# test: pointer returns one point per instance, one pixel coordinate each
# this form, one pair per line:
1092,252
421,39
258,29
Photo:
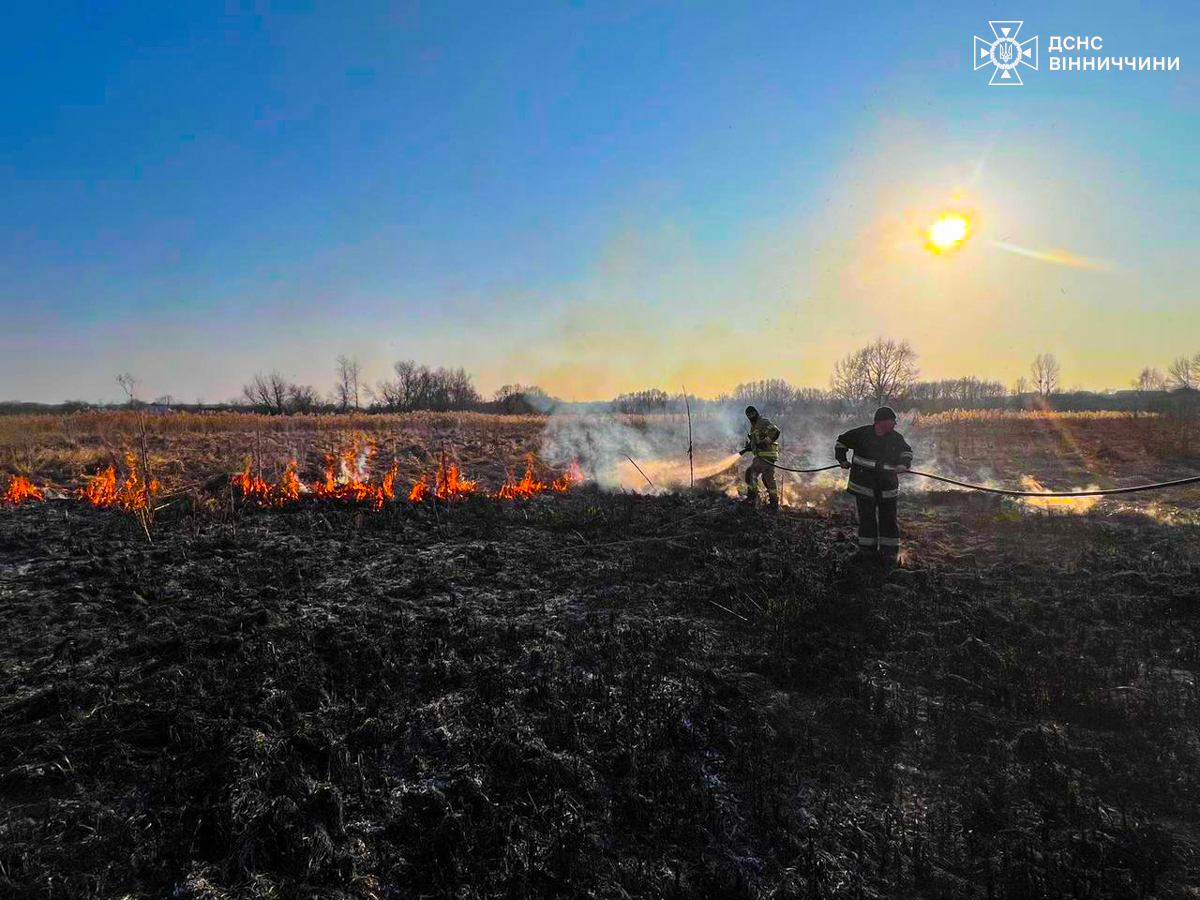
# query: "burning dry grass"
+ + + +
__Exercise objective__: Pictures are to be omitted; otherwise, write out the data exactly as it appears.

__Written solution__:
# test: pointer returns one point per instance, one pixel coordinate each
# this form, one pair per line:
1092,252
421,39
258,29
Photo:
# query: "burning dry grass"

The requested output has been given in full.